■ The records ■
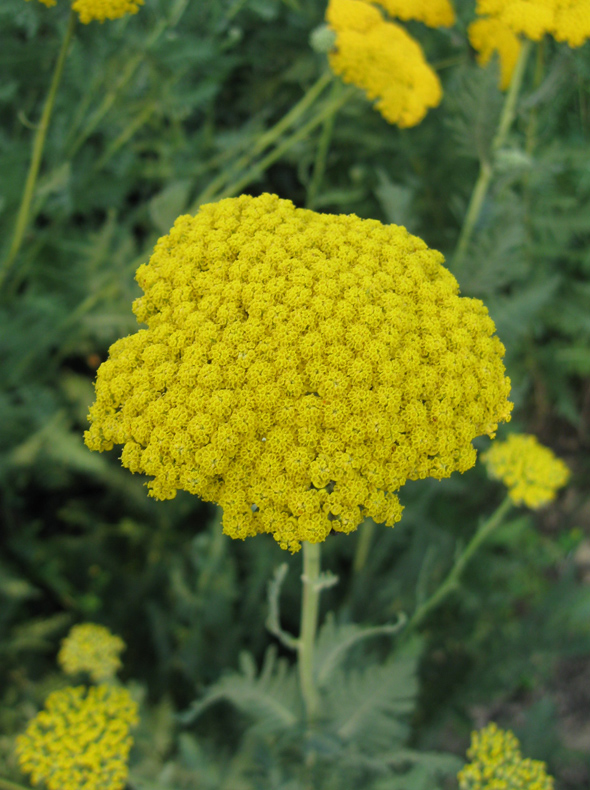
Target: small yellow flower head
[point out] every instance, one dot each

==

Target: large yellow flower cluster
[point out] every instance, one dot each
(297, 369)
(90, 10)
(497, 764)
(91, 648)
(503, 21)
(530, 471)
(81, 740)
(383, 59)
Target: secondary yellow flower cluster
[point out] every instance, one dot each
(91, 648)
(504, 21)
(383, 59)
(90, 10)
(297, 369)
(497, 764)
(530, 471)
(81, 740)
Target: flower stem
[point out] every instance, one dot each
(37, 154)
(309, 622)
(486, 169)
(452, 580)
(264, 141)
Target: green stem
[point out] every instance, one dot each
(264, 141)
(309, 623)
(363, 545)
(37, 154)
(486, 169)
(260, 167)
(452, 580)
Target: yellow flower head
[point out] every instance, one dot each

■ Problem to work on ■
Report, with no additional words, how many lines in the records above contain the word "flower".

■ Answer space ■
5